## [Work to do]
Reproduce the listing below, swapping every "spotted" for "located" and leaving all other text unchanged.

## [Given information]
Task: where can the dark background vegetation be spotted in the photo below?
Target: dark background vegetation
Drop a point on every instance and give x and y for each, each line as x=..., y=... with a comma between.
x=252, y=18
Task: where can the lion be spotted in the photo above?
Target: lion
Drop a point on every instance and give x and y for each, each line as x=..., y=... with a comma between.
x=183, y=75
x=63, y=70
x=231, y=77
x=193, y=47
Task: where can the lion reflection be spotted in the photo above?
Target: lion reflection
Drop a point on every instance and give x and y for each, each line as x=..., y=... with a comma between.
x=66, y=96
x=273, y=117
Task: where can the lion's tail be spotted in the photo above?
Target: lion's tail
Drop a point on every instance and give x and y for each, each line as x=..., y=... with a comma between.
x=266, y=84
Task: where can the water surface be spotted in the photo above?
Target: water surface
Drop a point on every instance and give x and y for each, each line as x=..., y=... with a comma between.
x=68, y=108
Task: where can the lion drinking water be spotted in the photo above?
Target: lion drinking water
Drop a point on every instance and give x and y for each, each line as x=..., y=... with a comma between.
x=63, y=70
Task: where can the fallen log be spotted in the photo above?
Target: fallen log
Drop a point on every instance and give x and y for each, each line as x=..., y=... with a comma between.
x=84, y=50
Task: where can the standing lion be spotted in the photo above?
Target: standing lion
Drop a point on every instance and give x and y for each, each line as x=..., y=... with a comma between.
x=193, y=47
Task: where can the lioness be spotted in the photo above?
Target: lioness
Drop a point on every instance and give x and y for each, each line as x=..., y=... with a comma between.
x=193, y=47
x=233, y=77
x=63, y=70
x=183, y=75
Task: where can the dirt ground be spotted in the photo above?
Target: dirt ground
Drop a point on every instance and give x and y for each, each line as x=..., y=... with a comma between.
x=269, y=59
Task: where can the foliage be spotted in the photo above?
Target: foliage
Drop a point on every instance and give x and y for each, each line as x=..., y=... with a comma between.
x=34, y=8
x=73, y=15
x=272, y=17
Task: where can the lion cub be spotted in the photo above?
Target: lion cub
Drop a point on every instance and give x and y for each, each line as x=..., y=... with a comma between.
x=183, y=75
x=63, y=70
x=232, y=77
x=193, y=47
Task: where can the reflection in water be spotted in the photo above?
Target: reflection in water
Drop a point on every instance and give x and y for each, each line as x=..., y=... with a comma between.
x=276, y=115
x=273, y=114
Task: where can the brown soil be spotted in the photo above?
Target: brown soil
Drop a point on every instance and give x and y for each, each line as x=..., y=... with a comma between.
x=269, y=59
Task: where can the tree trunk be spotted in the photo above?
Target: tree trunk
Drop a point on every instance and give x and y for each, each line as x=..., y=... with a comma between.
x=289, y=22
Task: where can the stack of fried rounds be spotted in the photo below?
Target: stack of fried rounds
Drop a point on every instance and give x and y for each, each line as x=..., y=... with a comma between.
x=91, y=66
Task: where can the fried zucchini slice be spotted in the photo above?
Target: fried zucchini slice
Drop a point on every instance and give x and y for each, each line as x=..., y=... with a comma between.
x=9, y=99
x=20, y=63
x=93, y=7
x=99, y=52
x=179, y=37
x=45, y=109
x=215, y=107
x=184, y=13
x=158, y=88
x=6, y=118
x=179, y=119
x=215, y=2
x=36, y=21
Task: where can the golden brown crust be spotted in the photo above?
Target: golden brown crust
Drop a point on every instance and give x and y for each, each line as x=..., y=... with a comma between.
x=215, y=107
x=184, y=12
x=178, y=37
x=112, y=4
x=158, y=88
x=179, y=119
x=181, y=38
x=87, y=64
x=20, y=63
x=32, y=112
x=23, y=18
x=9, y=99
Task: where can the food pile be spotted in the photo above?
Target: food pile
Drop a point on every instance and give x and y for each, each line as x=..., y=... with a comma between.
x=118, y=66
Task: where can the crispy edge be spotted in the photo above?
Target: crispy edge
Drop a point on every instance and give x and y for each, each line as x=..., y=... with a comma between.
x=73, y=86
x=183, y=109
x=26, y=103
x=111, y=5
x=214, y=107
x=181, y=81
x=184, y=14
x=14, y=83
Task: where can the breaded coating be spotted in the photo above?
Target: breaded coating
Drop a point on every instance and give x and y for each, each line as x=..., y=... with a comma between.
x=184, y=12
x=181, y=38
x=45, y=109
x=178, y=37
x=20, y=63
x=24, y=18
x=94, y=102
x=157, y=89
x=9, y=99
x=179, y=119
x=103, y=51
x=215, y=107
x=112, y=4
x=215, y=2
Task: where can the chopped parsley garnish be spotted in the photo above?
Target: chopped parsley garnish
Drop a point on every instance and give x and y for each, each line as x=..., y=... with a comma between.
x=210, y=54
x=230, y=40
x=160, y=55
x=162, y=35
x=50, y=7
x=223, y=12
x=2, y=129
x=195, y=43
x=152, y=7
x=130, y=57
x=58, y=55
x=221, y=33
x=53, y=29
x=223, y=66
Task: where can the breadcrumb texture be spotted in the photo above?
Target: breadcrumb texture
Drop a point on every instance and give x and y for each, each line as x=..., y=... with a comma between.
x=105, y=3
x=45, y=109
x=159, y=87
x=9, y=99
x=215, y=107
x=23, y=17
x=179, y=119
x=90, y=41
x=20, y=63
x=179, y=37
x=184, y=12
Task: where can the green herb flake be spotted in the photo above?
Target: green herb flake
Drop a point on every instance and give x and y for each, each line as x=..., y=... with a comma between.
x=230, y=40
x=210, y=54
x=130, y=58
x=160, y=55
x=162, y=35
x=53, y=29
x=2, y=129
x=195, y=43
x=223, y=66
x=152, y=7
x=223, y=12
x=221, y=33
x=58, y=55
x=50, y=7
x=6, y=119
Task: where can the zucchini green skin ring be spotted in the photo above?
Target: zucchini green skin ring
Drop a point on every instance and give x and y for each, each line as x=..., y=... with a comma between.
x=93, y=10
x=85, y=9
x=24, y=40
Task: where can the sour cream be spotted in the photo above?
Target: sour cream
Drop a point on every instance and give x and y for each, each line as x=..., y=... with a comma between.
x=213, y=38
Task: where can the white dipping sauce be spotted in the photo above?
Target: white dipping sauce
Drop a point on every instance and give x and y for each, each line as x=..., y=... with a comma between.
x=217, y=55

## [Finished exercise]
Task: where can the dark background vegetation be located in the photo below?
Target: dark background vegetation
Drop a point on every instance and give x and y for each, each line as x=..., y=... with a comma between.
x=252, y=18
Task: where can the lion be located in the photo above?
Target: lion
Drop a point on every instance and give x and y for each, each line as x=..., y=... with a comma between.
x=183, y=75
x=63, y=70
x=231, y=77
x=193, y=47
Task: where can the lion reflection be located in the photo above?
Target: lion reflection
Drop a point on every instance and give x and y for each, each line as x=..., y=... with a comma between.
x=66, y=96
x=273, y=117
Task: where can the lion's tail be located in the photo above?
Target: lion's tail
Drop a point on every instance and give x and y for each, each line as x=..., y=... with a comma between.
x=266, y=84
Task: where can the water surface be located in the photo above?
Target: water surface
Drop a point on every instance and give x and y for each, each line as x=..., y=... with a comma between.
x=68, y=108
Task: where can the lion drinking water be located in the photo above?
Target: lion drinking water
Drop a point on every instance and give x and y for each, each line as x=..., y=... with a comma between.
x=63, y=70
Task: where can the fallen log be located in the photo above?
Target: fallen log
Drop a point on every instance and give x and y for each, each line as x=..., y=... with a comma between.
x=84, y=50
Task: where can the standing lion be located in the photo above?
Target: standing lion
Drop a point on every instance and give x and y for each, each line as x=..., y=... with a comma between.
x=193, y=47
Task: where can the lioness be located in the photo above?
Target: lioness
Drop a point on every instance and give x and y for each, each line as x=..., y=... with a comma between.
x=193, y=47
x=233, y=77
x=63, y=70
x=183, y=75
Task: where can the dirt ground be located in the photo above?
Target: dirt ground
Drop a point on every instance and give x and y for each, each line as x=..., y=... with a comma between.
x=269, y=59
Task: where can the foliage be located in the photo above?
Target: foliage
Drop a point on every instance and give x and y for each, each line as x=..., y=... with a comma between.
x=34, y=8
x=73, y=15
x=272, y=17
Task: where can the lion cub be located in the photo above?
Target: lion cub
Drop a point on every instance and give x and y for each, each line as x=..., y=... with a comma between.
x=183, y=75
x=63, y=70
x=232, y=77
x=193, y=47
Task: where can the reflection in water be located in the photo above?
Target: reflection in water
Drop a point on every instance and give x and y for each, each line as x=..., y=... with a comma between.
x=276, y=115
x=273, y=114
Task: where can the brown soil be located in the photo above?
Target: brown soil
Drop a point on every instance and give x and y for each, each line as x=..., y=... with a comma between.
x=269, y=59
Task: where can the tree trunk be located in the photo above?
Target: tree trunk
Drop a point on every instance and give x and y for each, each line as x=..., y=... with a comma between.
x=289, y=22
Task: where can the stack of fried rounds be located in the photo below?
Target: stack of fried rounds
Drop a point on every instance and give x and y for each, each line as x=..., y=... with a comma between.
x=91, y=66
Task: where can the fried zucchini slice be located in the photo above?
Target: fried zucchini slice
Drop a point on every instance and give x and y for each, each line as x=..., y=... with a comma between.
x=9, y=99
x=20, y=63
x=93, y=7
x=99, y=52
x=179, y=37
x=45, y=109
x=215, y=107
x=184, y=13
x=158, y=88
x=6, y=118
x=179, y=119
x=215, y=2
x=36, y=21
Task: where can the golden brown crust be located in the photo above?
Target: golden brown crust
Drop a point on every instance and give x and y for each, each line as x=..., y=... with a comma between.
x=215, y=107
x=184, y=12
x=178, y=37
x=112, y=4
x=158, y=88
x=179, y=119
x=181, y=38
x=87, y=64
x=20, y=63
x=32, y=112
x=23, y=18
x=9, y=99
Task: where can the food pile be located in the photo above?
Target: food pile
Drop a point on every instance and give x and y for each, each line as x=..., y=... with a comma between.
x=118, y=66
Task: where can the crispy edge be located in the photo above?
Target: crispy edge
Drop a point on every instance and give x and y for each, each line as x=..., y=... with a comma between.
x=73, y=86
x=183, y=109
x=26, y=103
x=111, y=5
x=214, y=107
x=181, y=81
x=184, y=14
x=14, y=83
Task: where can the breaded coating be located in the photo above?
Target: breaded coating
Drop a point on every instance and give x and y for each, each line as x=..., y=... with a comma between.
x=184, y=12
x=181, y=38
x=45, y=109
x=178, y=37
x=20, y=63
x=24, y=18
x=94, y=102
x=157, y=89
x=9, y=99
x=179, y=119
x=103, y=51
x=215, y=107
x=112, y=4
x=215, y=2
Task: where can the chopped parsley garnish be located in the photo above?
Target: chopped parsley garnish
Drop a point on every instance and give x and y for each, each line as x=..., y=... with a comma between.
x=210, y=54
x=230, y=40
x=160, y=55
x=162, y=35
x=50, y=7
x=223, y=12
x=2, y=129
x=195, y=43
x=152, y=7
x=130, y=57
x=58, y=55
x=221, y=33
x=53, y=29
x=223, y=66
Task: where can the breadcrumb texture be located in the photo above?
Target: breadcrumb texture
Drop a point on every instance and give x and y for each, each line as x=..., y=... with a comma between.
x=105, y=3
x=45, y=109
x=159, y=87
x=9, y=99
x=215, y=107
x=23, y=17
x=179, y=119
x=90, y=41
x=20, y=63
x=179, y=37
x=184, y=12
Task: where can the green herb flake be located in the photo above?
Target: green herb flake
Drop a point on every instance and give x and y for each, each line as x=..., y=... with a comma between.
x=230, y=40
x=210, y=54
x=130, y=58
x=160, y=55
x=162, y=35
x=53, y=29
x=2, y=129
x=195, y=43
x=223, y=66
x=152, y=7
x=223, y=12
x=221, y=33
x=58, y=55
x=50, y=7
x=6, y=119
Task: where can the zucchini green skin ring be located in the photo above?
Target: zucchini green skin ring
Drop a point on every instance and give x and y for each, each line as x=..., y=... with a comma between.
x=93, y=10
x=85, y=9
x=24, y=40
Task: where can the sour cream be located in the photo above?
Target: sour cream
Drop a point on every instance and give x and y for each, each line as x=..., y=... with a comma between.
x=213, y=38
Task: where can the white dipping sauce be located in the photo above?
Target: white dipping sauce
Drop a point on every instance and give x and y for each, each line as x=..., y=... with a comma between.
x=217, y=55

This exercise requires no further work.